Provided entries:
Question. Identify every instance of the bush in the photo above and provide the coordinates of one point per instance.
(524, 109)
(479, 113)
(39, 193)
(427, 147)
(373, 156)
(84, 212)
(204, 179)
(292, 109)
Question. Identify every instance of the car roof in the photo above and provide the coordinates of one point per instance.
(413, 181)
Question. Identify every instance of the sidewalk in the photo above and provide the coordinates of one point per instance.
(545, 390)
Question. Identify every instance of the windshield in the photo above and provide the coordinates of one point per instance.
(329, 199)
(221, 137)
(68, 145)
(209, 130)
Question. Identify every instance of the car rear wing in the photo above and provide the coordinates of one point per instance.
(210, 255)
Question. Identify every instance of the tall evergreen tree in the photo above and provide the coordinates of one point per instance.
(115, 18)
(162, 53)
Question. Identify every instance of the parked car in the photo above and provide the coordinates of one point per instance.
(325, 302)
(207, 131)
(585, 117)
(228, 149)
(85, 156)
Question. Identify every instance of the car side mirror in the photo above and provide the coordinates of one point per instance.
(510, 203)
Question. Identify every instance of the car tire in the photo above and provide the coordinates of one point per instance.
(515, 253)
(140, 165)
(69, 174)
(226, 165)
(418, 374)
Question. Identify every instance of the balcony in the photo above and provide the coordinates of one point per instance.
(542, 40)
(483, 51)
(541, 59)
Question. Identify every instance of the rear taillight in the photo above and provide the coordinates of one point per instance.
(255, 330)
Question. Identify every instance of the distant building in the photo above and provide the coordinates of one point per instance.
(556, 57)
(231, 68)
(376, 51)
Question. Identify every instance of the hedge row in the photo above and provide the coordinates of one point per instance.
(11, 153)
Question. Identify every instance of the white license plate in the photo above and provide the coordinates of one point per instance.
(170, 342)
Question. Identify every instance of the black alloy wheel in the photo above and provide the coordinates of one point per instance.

Exercise description: Please rewrite all the records above, changing "coordinates" to "location" everywhere it appears and leaving every other word as it is.

Task output:
Question. Identify every instance of the bush in the photo above and provide the location of one point per instance.
(524, 109)
(479, 113)
(39, 193)
(427, 147)
(373, 156)
(84, 212)
(204, 179)
(292, 109)
Question. Identify every instance of the car roof in the photo above and provide the location of one point per instance.
(413, 181)
Question. Identify every instance of the sidewalk in the photo above and provide the location of one point per instance.
(545, 390)
Question. Identify every instance of the windshield in the photo above and provide the location of one point per instance.
(329, 199)
(221, 137)
(68, 145)
(209, 130)
Question. Identify every instance of the car rear wing in the photo above and provide the location of one point per instance.
(210, 255)
Question. Identify every instance of the tall evergreen tree in the photo above and provide the location of one point per instance.
(115, 18)
(162, 53)
Question. Identify every instance of the parked car in the photo above and provide the location of one point per instance.
(325, 302)
(207, 131)
(585, 117)
(228, 149)
(85, 156)
Question. Identify every instance of the car side mirror in the photo above and provide the location of one point per instance.
(510, 203)
Question. Identify every instance of the car tire in the photo above and provide the location of one point per instance.
(515, 253)
(140, 165)
(69, 174)
(226, 165)
(418, 374)
Question. Identify every instance of the balcony in the photo above and provide the location of one point per instance.
(542, 40)
(483, 51)
(541, 59)
Question. Identify every instance of the rear taillight in the photo above and provide the location of one point per instance.
(255, 330)
Question. Identify every instance of the distant building in the photo above and provide the location of one point per instance.
(556, 57)
(231, 68)
(376, 51)
Question. Identify every instance of the hedge row in the photo above and provide the location of one point per instance.
(11, 153)
Question. Identify every instance of the white license plate in the photo above and provide the location of one point per instance.
(170, 342)
Question. Identify every instance of the black alloy wheel in the photo above and provide the location of one point per instance.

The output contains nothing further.